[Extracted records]
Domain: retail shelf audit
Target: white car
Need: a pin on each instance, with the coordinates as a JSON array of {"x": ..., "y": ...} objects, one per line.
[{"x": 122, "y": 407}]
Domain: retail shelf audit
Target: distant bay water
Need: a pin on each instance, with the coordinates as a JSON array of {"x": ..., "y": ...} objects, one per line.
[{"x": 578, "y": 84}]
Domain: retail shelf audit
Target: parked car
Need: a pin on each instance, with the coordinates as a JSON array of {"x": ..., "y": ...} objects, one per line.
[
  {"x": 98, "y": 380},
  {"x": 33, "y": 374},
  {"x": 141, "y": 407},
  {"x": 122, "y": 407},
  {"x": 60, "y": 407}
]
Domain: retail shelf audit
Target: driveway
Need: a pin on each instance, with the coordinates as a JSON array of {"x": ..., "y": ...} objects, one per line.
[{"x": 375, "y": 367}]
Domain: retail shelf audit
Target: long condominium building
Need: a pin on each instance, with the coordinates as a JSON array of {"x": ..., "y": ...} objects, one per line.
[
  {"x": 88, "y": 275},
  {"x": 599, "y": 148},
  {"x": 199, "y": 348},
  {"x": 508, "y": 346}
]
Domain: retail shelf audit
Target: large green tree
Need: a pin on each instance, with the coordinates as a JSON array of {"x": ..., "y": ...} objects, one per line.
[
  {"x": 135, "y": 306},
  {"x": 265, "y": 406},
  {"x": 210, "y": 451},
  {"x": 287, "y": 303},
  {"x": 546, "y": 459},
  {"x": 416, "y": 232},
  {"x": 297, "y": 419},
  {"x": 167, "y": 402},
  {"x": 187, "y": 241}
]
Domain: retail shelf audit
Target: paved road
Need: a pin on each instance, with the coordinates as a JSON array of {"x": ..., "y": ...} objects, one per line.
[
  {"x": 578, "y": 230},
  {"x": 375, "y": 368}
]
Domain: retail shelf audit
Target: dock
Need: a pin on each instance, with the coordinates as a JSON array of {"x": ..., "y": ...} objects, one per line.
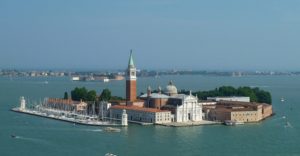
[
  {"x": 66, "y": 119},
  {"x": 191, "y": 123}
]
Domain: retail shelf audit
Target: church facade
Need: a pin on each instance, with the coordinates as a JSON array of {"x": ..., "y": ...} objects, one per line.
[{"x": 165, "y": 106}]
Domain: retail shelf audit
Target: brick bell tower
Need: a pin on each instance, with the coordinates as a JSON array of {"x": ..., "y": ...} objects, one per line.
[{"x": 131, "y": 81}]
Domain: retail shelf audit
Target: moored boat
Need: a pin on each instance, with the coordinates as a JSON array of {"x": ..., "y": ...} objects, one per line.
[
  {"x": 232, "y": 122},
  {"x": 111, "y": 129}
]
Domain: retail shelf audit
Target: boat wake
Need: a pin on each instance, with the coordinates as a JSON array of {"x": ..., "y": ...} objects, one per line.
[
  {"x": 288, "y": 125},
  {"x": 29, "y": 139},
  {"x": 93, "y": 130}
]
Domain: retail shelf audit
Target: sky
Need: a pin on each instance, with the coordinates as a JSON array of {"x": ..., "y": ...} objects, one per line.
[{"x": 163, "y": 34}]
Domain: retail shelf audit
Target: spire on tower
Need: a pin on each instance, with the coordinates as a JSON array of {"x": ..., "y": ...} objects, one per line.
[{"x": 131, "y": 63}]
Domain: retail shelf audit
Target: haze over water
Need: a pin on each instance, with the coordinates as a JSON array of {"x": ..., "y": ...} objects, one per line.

__Problem to work on__: Please make an exact copy of the lines above from the line with "Target: white car" through the line with "Target: driveway", both ends included.

__Task result__:
Target: white car
Need: a pin on each instance, with the coordinates as a JSON array of {"x": ..., "y": ...} objects, one per line.
[{"x": 122, "y": 407}]
Domain: retail shelf audit
Target: distant bay water
Need: a pin on each instance, with the coordinates as a JSON array of {"x": ..., "y": ...} objects, one per line.
[{"x": 578, "y": 84}]
Domain: retail shelf audit
Target: parked car
Need: a pin on each instance, with the coordinates as a JSON array of {"x": ..., "y": ...} objects, one per line.
[
  {"x": 98, "y": 380},
  {"x": 33, "y": 374},
  {"x": 141, "y": 407},
  {"x": 122, "y": 407},
  {"x": 60, "y": 407}
]
Domain: retail shelf audit
Target: driveway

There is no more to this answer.